◆ **KETENTUAN TUGAS A**:
Tulis ulang baris-baris data dari baris yang memuat "For the dataset, tag each instance of the club" sampai baris terakhir data, keduanya termasuk, dengan mengganti "club logo" menjadi "team badge" tanpa mengubah bagian lain.

◆ **KUTIPAN SUMBER**:

——

TRIBUN-BALI.COM, BANGLI - Wafat Usia 90 Tahun, Ini Kisah AA Ardana Ikut Berjuang Mempertahankan Kemerdekaan di Usia 12 Tahun.
Salah satu tokoh Puri Kilian Puri Agung Bangli Anak Agung Gde Bagus Ardana wafat pada hari Senin 21 Februari 2022.
Adik kandung dari Kapten Anom Mudita itu tutup usia di umurnya yang ke 90 tahun.
Ditemui di rumah duka Selasa 22 Februari 2022, Anak Agung Gede Putra Temaja Ardana mengungkapkan, sebelumnya AA Ardana sempat dibawa ke RSU Bangli pada hari Minggu 20 Februari 2022.
AA Temaja mengakui ayahnya itu memiliki penyakit bronkitis karena sebelumnya merupakan perokok.
Itu dikarenakan pula AA Ardana yang sebagai pelukis, agar mendapatkan inspirasi.
Namun karena sakit di bagian paru-paru, ia berhenti merokok pada tahun 80an.

——

◆ **DATA HASIL EKSTRAKSI**:
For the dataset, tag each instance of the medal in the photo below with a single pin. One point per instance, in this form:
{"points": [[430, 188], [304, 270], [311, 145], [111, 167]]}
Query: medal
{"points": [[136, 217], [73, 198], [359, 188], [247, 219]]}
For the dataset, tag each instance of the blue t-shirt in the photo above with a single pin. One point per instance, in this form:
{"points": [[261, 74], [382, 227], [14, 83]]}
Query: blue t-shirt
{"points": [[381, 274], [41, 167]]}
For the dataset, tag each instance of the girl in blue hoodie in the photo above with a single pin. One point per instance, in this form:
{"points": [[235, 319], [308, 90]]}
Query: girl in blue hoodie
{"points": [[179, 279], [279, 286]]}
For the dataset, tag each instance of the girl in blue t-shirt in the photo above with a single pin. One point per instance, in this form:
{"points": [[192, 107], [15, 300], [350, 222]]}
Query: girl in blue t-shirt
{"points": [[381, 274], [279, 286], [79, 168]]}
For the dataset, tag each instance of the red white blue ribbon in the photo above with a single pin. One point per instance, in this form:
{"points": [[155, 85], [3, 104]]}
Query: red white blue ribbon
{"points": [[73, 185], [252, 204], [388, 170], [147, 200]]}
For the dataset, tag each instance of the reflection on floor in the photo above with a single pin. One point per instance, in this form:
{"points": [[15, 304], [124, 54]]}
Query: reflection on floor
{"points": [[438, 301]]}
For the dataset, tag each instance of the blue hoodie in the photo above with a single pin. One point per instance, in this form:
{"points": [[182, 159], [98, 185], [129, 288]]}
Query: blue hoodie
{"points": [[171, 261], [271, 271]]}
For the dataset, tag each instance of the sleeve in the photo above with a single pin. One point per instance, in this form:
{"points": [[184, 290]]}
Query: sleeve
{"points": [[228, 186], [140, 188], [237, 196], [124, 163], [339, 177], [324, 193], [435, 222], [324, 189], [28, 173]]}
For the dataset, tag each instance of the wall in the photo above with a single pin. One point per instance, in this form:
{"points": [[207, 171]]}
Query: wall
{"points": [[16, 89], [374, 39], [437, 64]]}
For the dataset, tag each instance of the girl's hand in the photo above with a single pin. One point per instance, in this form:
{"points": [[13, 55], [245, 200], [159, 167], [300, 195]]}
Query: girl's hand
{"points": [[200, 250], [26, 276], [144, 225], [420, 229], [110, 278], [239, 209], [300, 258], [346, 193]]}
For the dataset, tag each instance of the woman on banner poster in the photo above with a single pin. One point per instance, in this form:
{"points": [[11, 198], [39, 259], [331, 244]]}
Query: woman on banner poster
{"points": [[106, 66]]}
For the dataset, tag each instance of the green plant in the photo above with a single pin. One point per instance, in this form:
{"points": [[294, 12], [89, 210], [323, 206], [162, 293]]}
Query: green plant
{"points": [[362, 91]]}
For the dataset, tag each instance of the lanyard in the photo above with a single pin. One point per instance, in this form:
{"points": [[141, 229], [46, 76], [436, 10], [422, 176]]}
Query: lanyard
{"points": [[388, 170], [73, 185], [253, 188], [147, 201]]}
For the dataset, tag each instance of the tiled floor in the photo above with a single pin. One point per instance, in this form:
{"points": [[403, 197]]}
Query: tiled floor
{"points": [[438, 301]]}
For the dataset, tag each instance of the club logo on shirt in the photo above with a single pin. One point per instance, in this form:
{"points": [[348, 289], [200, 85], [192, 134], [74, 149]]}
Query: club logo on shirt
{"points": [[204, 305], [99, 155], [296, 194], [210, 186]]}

——

◆ **KETENTUAN TUGAS B**:
Sebutkan semua tanggal lengkap (hari, tanggal, bulan, dan tahun) yang tercantum dalam berita tentang wafatnya AA Ardana.

◆ **HASIL TUGAS A**:
For the dataset, tag each instance of the team badge on shirt in the photo above with a single pin. One point per instance, in this form:
{"points": [[348, 289], [200, 85], [192, 134], [74, 149]]}
Query: team badge on shirt
{"points": [[204, 305], [99, 155], [296, 194], [210, 186]]}

◆ **HASIL TUGAS B**:
- Senin 21 Februari 2022
- Selasa 22 Februari 2022
- Minggu 20 Februari 2022